What you are asked to do ::
Go through the entries below and print, exactly, the lines starting at the one with "Target: manicured putting green" and ending at the one with "Target: rocky cliff", keeping both ends and no others.

Given information ::
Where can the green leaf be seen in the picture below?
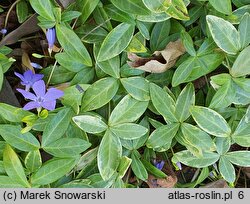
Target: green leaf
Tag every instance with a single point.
(244, 30)
(137, 87)
(127, 110)
(224, 34)
(129, 131)
(123, 166)
(189, 159)
(116, 41)
(153, 170)
(159, 34)
(241, 64)
(138, 167)
(242, 133)
(13, 136)
(198, 138)
(227, 169)
(99, 93)
(223, 144)
(7, 182)
(90, 123)
(131, 6)
(118, 15)
(188, 43)
(52, 170)
(162, 136)
(33, 161)
(109, 155)
(210, 121)
(13, 166)
(86, 7)
(22, 11)
(57, 126)
(111, 66)
(184, 101)
(13, 114)
(163, 102)
(72, 44)
(43, 8)
(240, 158)
(224, 7)
(67, 147)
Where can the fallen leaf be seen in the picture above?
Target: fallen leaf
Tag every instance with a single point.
(161, 61)
(216, 184)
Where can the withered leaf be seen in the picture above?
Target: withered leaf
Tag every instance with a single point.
(161, 61)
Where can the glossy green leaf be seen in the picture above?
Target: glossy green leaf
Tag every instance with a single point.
(109, 155)
(116, 41)
(131, 6)
(111, 66)
(137, 87)
(13, 136)
(86, 7)
(162, 136)
(52, 170)
(127, 110)
(99, 93)
(125, 163)
(57, 126)
(240, 158)
(244, 29)
(43, 8)
(159, 35)
(224, 34)
(242, 133)
(33, 161)
(210, 121)
(198, 138)
(128, 131)
(184, 101)
(7, 182)
(189, 159)
(138, 167)
(241, 65)
(72, 44)
(90, 123)
(227, 170)
(163, 102)
(13, 166)
(224, 7)
(67, 147)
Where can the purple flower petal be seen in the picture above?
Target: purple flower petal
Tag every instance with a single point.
(53, 94)
(39, 88)
(49, 105)
(27, 94)
(51, 37)
(19, 76)
(31, 105)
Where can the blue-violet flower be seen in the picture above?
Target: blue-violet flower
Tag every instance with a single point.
(41, 99)
(51, 38)
(29, 78)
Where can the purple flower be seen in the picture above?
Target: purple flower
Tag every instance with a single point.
(35, 65)
(3, 31)
(41, 98)
(51, 38)
(29, 78)
(178, 164)
(159, 165)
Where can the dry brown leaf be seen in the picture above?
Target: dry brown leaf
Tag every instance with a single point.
(217, 184)
(161, 61)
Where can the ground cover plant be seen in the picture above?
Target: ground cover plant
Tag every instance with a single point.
(124, 94)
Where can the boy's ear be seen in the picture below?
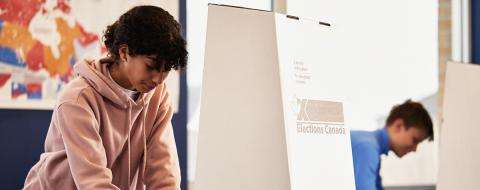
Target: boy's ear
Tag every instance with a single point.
(123, 52)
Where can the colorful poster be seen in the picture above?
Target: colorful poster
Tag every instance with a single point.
(39, 43)
(41, 40)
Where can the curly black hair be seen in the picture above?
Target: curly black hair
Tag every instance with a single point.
(148, 30)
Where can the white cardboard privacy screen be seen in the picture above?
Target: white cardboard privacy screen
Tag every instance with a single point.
(268, 120)
(459, 165)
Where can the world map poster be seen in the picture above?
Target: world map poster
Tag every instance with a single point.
(39, 43)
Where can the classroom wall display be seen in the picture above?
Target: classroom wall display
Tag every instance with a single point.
(459, 146)
(268, 119)
(41, 40)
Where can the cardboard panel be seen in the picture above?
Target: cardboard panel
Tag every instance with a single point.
(459, 167)
(241, 143)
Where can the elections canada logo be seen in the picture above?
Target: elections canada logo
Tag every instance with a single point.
(318, 117)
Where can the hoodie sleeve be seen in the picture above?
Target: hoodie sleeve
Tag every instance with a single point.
(162, 167)
(83, 144)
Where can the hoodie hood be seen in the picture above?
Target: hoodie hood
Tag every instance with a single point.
(96, 74)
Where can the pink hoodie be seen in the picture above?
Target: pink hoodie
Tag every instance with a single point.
(99, 138)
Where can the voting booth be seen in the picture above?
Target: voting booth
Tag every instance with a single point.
(459, 167)
(267, 117)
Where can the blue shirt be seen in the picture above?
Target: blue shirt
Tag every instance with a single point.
(367, 147)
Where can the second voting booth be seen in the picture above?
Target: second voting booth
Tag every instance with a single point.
(268, 119)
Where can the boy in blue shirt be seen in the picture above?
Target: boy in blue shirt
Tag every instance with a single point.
(407, 125)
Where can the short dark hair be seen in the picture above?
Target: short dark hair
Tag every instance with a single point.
(413, 114)
(148, 30)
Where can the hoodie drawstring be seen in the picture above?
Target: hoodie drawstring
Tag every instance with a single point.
(129, 108)
(143, 115)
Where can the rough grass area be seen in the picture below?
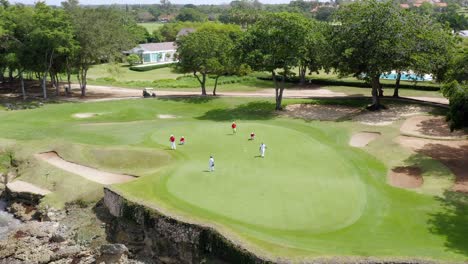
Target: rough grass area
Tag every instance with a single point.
(167, 78)
(151, 26)
(311, 196)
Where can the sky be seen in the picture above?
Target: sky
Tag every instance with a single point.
(101, 2)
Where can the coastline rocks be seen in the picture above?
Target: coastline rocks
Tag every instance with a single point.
(41, 242)
(23, 212)
(113, 253)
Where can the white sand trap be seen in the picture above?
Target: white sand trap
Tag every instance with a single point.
(84, 115)
(382, 123)
(26, 187)
(85, 172)
(406, 177)
(166, 116)
(361, 139)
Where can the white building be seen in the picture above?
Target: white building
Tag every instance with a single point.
(155, 53)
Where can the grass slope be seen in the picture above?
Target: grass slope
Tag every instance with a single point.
(311, 196)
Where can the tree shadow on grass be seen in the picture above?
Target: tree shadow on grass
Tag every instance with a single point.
(427, 164)
(251, 111)
(452, 221)
(198, 99)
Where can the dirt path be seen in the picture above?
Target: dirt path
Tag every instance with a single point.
(106, 93)
(91, 174)
(453, 154)
(26, 187)
(361, 139)
(406, 177)
(431, 127)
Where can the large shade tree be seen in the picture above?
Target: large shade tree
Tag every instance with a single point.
(50, 38)
(275, 44)
(209, 51)
(424, 47)
(101, 35)
(365, 39)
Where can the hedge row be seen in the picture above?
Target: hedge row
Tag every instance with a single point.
(338, 82)
(150, 67)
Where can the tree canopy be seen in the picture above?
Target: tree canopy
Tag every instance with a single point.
(365, 41)
(275, 43)
(209, 51)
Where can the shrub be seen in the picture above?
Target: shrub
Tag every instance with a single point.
(133, 59)
(151, 67)
(458, 110)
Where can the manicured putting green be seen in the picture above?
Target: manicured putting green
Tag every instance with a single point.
(289, 189)
(312, 196)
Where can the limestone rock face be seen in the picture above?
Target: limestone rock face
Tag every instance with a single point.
(113, 253)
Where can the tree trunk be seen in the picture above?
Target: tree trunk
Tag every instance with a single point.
(216, 85)
(44, 85)
(380, 88)
(23, 91)
(10, 75)
(302, 72)
(83, 82)
(278, 90)
(54, 81)
(202, 81)
(275, 81)
(397, 85)
(375, 93)
(69, 83)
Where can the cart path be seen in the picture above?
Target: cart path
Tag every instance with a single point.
(91, 174)
(97, 93)
(26, 187)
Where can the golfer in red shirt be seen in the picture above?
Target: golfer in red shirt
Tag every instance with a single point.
(234, 127)
(172, 140)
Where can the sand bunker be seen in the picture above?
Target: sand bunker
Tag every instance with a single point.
(166, 116)
(319, 112)
(91, 174)
(361, 139)
(453, 154)
(26, 187)
(84, 115)
(430, 127)
(406, 177)
(388, 116)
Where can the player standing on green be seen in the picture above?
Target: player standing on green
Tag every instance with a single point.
(211, 164)
(262, 150)
(234, 127)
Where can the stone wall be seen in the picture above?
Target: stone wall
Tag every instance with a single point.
(151, 235)
(156, 238)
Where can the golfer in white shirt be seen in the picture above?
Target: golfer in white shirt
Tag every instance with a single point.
(211, 164)
(262, 150)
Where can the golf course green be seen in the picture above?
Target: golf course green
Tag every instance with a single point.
(311, 196)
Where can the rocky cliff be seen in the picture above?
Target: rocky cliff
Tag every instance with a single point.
(161, 239)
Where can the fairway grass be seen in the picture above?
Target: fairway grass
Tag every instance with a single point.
(311, 196)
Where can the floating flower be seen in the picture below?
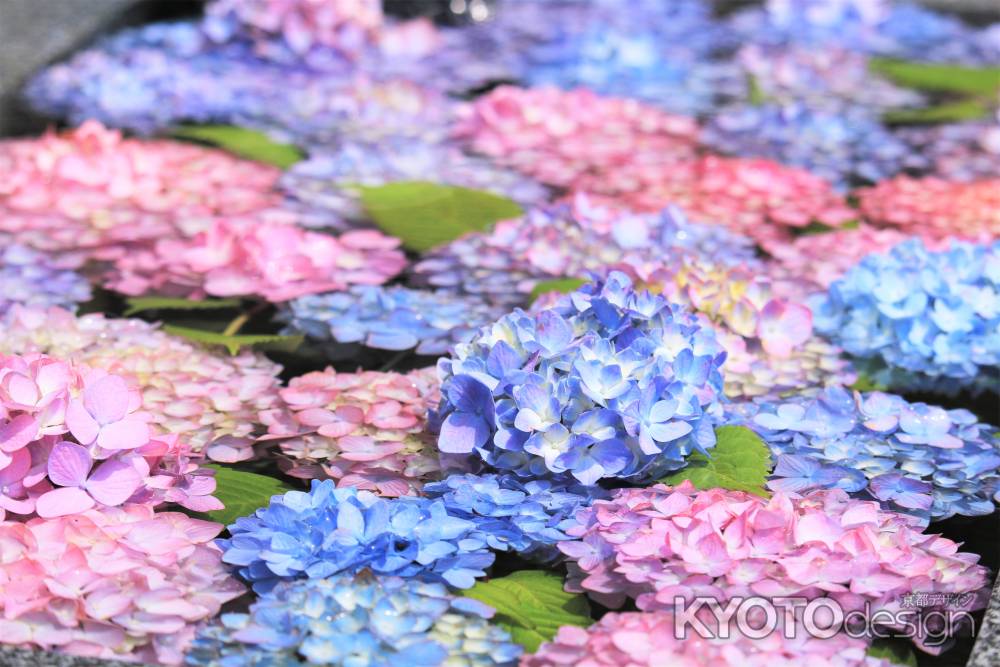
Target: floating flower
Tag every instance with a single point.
(328, 531)
(275, 261)
(915, 458)
(210, 401)
(34, 279)
(365, 430)
(935, 209)
(526, 517)
(122, 583)
(919, 317)
(650, 639)
(357, 620)
(661, 543)
(610, 383)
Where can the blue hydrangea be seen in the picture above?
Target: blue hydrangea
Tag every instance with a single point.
(921, 319)
(327, 531)
(844, 147)
(527, 517)
(32, 278)
(390, 318)
(609, 383)
(912, 457)
(362, 621)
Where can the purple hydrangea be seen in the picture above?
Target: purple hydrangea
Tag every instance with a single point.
(609, 383)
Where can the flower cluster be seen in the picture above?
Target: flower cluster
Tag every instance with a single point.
(328, 531)
(840, 147)
(91, 192)
(934, 208)
(759, 198)
(650, 639)
(113, 584)
(390, 318)
(558, 136)
(210, 401)
(660, 543)
(769, 341)
(927, 318)
(34, 279)
(912, 457)
(72, 438)
(527, 517)
(366, 430)
(360, 620)
(610, 383)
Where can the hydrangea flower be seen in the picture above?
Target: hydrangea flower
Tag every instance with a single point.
(319, 180)
(366, 430)
(527, 517)
(759, 198)
(913, 457)
(390, 318)
(557, 136)
(611, 383)
(842, 147)
(650, 639)
(328, 531)
(275, 261)
(934, 208)
(72, 438)
(661, 543)
(360, 620)
(921, 318)
(210, 401)
(92, 193)
(570, 238)
(769, 340)
(35, 279)
(122, 583)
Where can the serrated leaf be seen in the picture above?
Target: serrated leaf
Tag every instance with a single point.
(143, 303)
(424, 215)
(943, 113)
(740, 461)
(233, 343)
(895, 651)
(242, 493)
(937, 77)
(532, 605)
(561, 285)
(249, 144)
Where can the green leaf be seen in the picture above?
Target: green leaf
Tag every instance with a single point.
(143, 303)
(739, 461)
(953, 112)
(233, 343)
(242, 493)
(532, 605)
(935, 77)
(248, 144)
(895, 651)
(424, 215)
(561, 285)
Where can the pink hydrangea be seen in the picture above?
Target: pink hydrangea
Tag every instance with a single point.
(762, 199)
(649, 640)
(123, 583)
(559, 137)
(662, 543)
(211, 401)
(74, 438)
(935, 209)
(91, 192)
(275, 261)
(366, 430)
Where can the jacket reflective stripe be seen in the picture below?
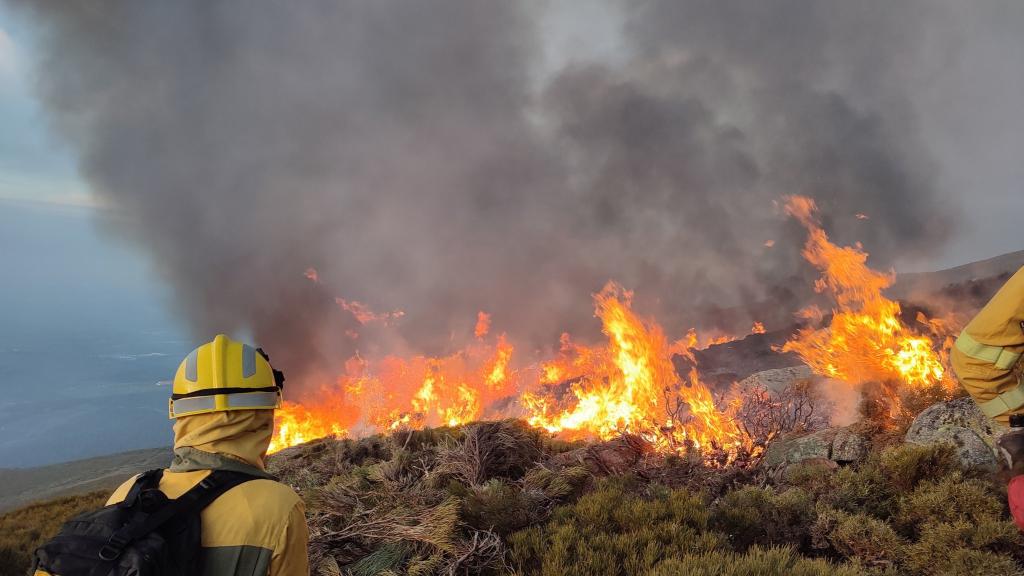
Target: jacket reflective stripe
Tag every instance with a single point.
(238, 401)
(1011, 400)
(237, 560)
(996, 356)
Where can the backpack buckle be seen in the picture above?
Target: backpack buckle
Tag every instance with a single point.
(112, 549)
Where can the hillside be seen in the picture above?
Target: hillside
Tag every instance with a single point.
(20, 486)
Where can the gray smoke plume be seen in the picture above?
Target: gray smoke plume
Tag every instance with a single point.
(419, 158)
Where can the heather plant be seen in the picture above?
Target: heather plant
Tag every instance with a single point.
(501, 498)
(764, 516)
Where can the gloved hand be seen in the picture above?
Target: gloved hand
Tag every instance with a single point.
(1012, 448)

Response for this exercise ::
Target: manicured putting green
Tag every instance with a single point.
(289, 189)
(312, 196)
Where can the limestone rock face be seen in the picture above?
Target: limestone rock face
Tag every instance with a single point.
(113, 253)
Where can the tree trunk be seen in the picture above?
Target: tree trunk
Tag every instance with a single point.
(216, 85)
(44, 85)
(380, 88)
(23, 91)
(10, 75)
(302, 72)
(83, 82)
(278, 90)
(54, 81)
(202, 81)
(275, 81)
(397, 85)
(375, 93)
(69, 83)
Where can the cart path be seen in the picture above?
Target: cart path
Tag every instance with a single point.
(91, 174)
(97, 93)
(26, 187)
Where can the golfer in red shirt be seen in the picture above?
Target: golfer in red shirt
Tag every instance with a single point.
(234, 127)
(172, 140)
Where can the sand bunker be seen in the picture above?
Target: sand bunker
Tag every instance with a single point.
(166, 116)
(319, 112)
(91, 174)
(361, 139)
(453, 154)
(26, 187)
(84, 115)
(430, 127)
(406, 177)
(388, 116)
Where can the player standing on green be seen in the picture above?
Target: player standing on green
Tag every instance with a single point.
(211, 164)
(262, 150)
(234, 127)
Where can the stone wall be seen in the picture above?
Target: stone wall
Tag every instance with a single point.
(151, 235)
(156, 238)
Where can the golfer in white shirt be seen in the picture above?
Target: golfer in white shirt
Tag every instance with a single point.
(211, 164)
(262, 150)
Where can the golf course green be seen in the picture above?
Target: golf course green
Tag every instance with a single point.
(311, 196)
Where can the rocky cliff be seen in the picture above?
Target: rocky cliff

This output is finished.